> _Excerto da página_:

━━━━━━━━━━━━━━━━━━━━━━━━━━━━━━

Memórias de Verde, Silêncios de Azul

Poemas soltos, por Elsa Braz

sábado, julho 17, 2010

3 - As mensagens da Inês

O Filipe transformou o sótão no seu pequeno mundo.
Mal se entrava viam-se os computadores, a impressora e o telefone, ao lado de montes de livros e papeis que já não cabiam nas estantes; depois, do lado direito, estava o aquário com peixes de várias cores, a televisão e o sofá em cima de um grande tapete. Do outro lado era o quarto com uma grande cama fofinha enfeitada com um edredão cheio de barcos de todos os tamanhos e um candeeiro em forma de foguetão. Quando se apagava a luz, as estrelas suspensas mesmo por cima da cama acendiam-se, cintilando. Um encanto!
A pequena Inês, sempre que ia a casa da avó e sabia que o tio Filipe não estava por perto, corria a esconder-se no sótão. Era difícil encontrá-la.
«- Inês. Inês.» Chamava a mãe; quase gritava a Tucha. E nada.
«- O que estás aqui a fazer?» perguntou a avó, cansada de a procurar.
«- Estou mais perto das estrelas». Estendeu a mão para mostrar aquele céu que quase tocava na sua cabeça.
«- Não precisas de fugir das pessoas para estares mais perto das estrelas. Sabes porquê?»
«- Não.»
«- Estas estrelas são de papel pintado com uma tinta que faz brilhar no escuro. Estão coladas no tecto. Mas há estrelas, de verdade, nos olhos das pessoas, quando o coração está cheio de amor. E brilham tanto que quem as vê, fica inundado de luz.»
Ficaram em silêncio.
A pequena Inês desenhou nos lábios um sorriso de madrugada.
«- Há estrelas nos meus olhos, avó?»
«- São tantas, que enchem a minha vida.»

sexta-feira, julho 16, 2010

2 - As mensagens da Inês

A Inês pegou numa folha de papel e desenhou no canto superior direito um malmequer azul.
«É mesmo da cor do céu, para poder voar».
Depois apagou uma das pétalas e voltou a desenhá-la um pouco mais a baixo. «Bem-me-quer», exclamou. Era isso mesmo que queria. «Querer bem».
Começou, então, a escrever em letras grandes – MENSAGEM DE FÉRIAS
«- As férias não são só um tempo de descanso. São acima de tudo um abrir de portas e janelas.
Durante todo o ano vivemos muito atarefados com o estudo, o trabalho, as múltiplas ocupações; nem conseguimos respirar direito quanto mais abrir as portas do coração, ou as janelas, olhar para os que nos rodeiam, ou pensar naqueles que estão longe. Vemos só o imediato, o absolutamente necessário. Está em jogo a competição, a nossa vida, o nosso mundo. Nós recebemos, guardamos, armazenamos.
Mas nas férias, não. As portas e janelas do nosso coração abrem-se para agradecer, para olhar, para louvar.
Agradecer o amor que nos faz sentir, dar, abraçar.
O amor que nos lança para o alto, onde tudo se renova, onde tudo se explica, onde tudo tem começo e fim.

━━━━━━━━━━━━━━━━━━━━━━━━━━━━━━

> _Os registos_:
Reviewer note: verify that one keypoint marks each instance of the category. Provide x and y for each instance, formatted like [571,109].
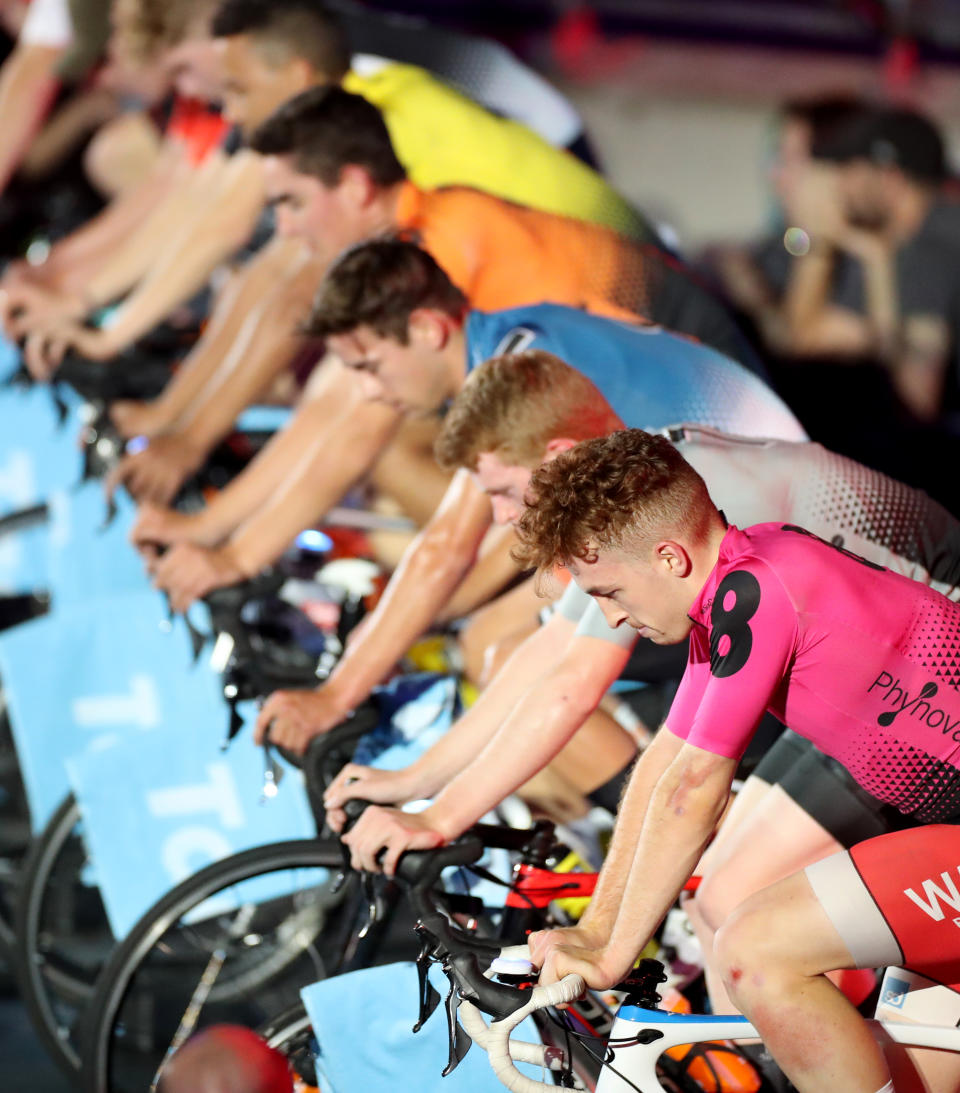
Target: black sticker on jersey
[836,545]
[515,341]
[730,637]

━━━━━━━━━━━━━━━━━━━━━━━━━━━━━━

> _Objetivos_:
**A)** Indique se cada afirmação concorda com o excerto da página, respondendo sim ou não e citando as palavras decisivas do excerto: (i) o candeeiro do quarto tinha a forma de um foguetão; (ii) as estrelas do tecto do sótão eram estrelas de verdade; (iii) a Inês desenhou um malmequer vermelho.
**B)** Reescale os registos e volte a escrever todas as suas linhas, também as que não trazem coordenadas. Multiplique por 0,3 apenas as coordenadas dadas como resposta, arredonde às unidades com as metades para cima e deixe de fora as linhas de imagem.

> _Resultados do exercício_:
**A)**
(i) Sim: "um candeeiro em forma de foguetão".
(ii) Não: "Estas estrelas são de papel pintado com uma tinta que faz brilhar no escuro."
(iii) Não: "desenhou no canto superior direito um malmequer azul."

**B)**
Reviewer note: verify that one keypoint marks each instance of the category. Provide x and y for each instance, formatted like [571,109].
Target: black sticker on jersey
[251,164]
[155,102]
[219,191]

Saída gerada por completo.